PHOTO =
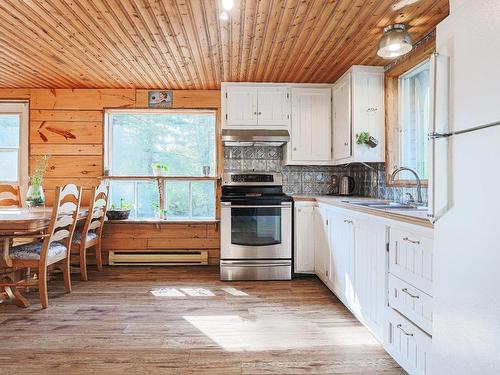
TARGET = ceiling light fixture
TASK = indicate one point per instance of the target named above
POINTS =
(228, 4)
(395, 42)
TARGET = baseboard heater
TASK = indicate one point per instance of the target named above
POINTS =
(158, 257)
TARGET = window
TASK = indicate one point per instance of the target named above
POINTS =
(414, 115)
(14, 143)
(184, 141)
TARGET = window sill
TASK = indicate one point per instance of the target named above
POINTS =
(155, 220)
(179, 178)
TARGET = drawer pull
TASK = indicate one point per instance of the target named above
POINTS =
(411, 241)
(405, 290)
(402, 330)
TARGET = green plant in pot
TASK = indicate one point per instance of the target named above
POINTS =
(161, 213)
(159, 169)
(364, 138)
(35, 196)
(120, 212)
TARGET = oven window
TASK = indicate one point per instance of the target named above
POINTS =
(260, 226)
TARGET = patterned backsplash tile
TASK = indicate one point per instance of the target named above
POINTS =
(314, 180)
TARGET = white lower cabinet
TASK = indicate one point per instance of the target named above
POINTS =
(321, 244)
(381, 270)
(369, 288)
(304, 237)
(351, 261)
(411, 302)
(407, 344)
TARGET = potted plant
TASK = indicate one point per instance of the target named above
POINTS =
(162, 214)
(364, 138)
(35, 196)
(159, 169)
(119, 213)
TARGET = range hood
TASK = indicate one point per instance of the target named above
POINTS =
(254, 137)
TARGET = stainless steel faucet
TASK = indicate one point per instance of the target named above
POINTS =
(419, 184)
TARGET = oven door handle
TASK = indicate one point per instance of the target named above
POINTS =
(256, 263)
(283, 205)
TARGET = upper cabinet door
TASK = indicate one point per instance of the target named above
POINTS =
(368, 114)
(272, 106)
(342, 118)
(241, 106)
(311, 124)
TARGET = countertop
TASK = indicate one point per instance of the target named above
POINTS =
(408, 216)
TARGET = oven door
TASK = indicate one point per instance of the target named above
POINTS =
(256, 231)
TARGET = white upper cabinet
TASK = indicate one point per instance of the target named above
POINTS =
(342, 118)
(358, 107)
(273, 106)
(241, 106)
(255, 106)
(311, 130)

·····

Transcribe the records above verbatim. Do not carry over any picture.

* _The output_:
PHOTO =
TARGET = ceiling light fixture
TASK = indicate one point per instance of the target named above
POINTS =
(228, 4)
(395, 42)
TARGET = baseboard heater
TASK = indicate one point per instance of the target named above
POINTS =
(158, 257)
TARGET = window
TASK = indicate one point per instance of the target named above
POINTS =
(414, 115)
(14, 143)
(184, 141)
TARGET = window sill
TASK = indicate one point per instance of the target named above
POINTS =
(155, 220)
(179, 178)
TARGET = drawer pull
TASK = indicate one point per instance of the target named above
POINTS =
(411, 241)
(405, 290)
(402, 330)
TARGET = green plant in pot
TASK = indicate one point per instance of the target named above
POINTS =
(161, 213)
(159, 169)
(364, 138)
(35, 196)
(120, 212)
TARGET = oven window
TASK = indicate one point per instance of the target named above
POINTS =
(260, 226)
TARGET = patterned backsplash tile
TASK = indicate one point per instance of the target named above
POINTS =
(314, 180)
TARGET = white lower cabinet
TASK = indicate one point per instance of the target named above
POINTS =
(321, 244)
(381, 270)
(369, 288)
(304, 237)
(351, 261)
(411, 302)
(407, 344)
TARGET = potted plant
TASK = indicate one point per instance of the target named above
POINTS =
(162, 214)
(364, 138)
(35, 196)
(159, 169)
(119, 213)
TARGET = range hood
TASK = indicate one point per instance of the target named above
POINTS =
(254, 137)
TARGET = stainless steel faucet
TASK = indicate one point per instance of the target named above
POINTS =
(419, 184)
TARGET = oven door handle
TASK = indicate one point per instance of the target named above
POINTS =
(256, 263)
(283, 205)
TARGET = upper cabinet door
TASK = indicate one point per instance of the target named above
POINTS =
(368, 114)
(272, 106)
(342, 118)
(241, 106)
(311, 124)
TARGET = countertop
TASK = indicate one point per instance of the target named above
POINTS =
(408, 216)
TARGET = oven door
TASK = indicate one point per instance of the target named above
POINTS =
(256, 231)
TARGET = white upper cabinet
TASK = indicate one point per instance of the target named above
POINTS =
(342, 118)
(358, 107)
(273, 106)
(241, 106)
(255, 106)
(311, 130)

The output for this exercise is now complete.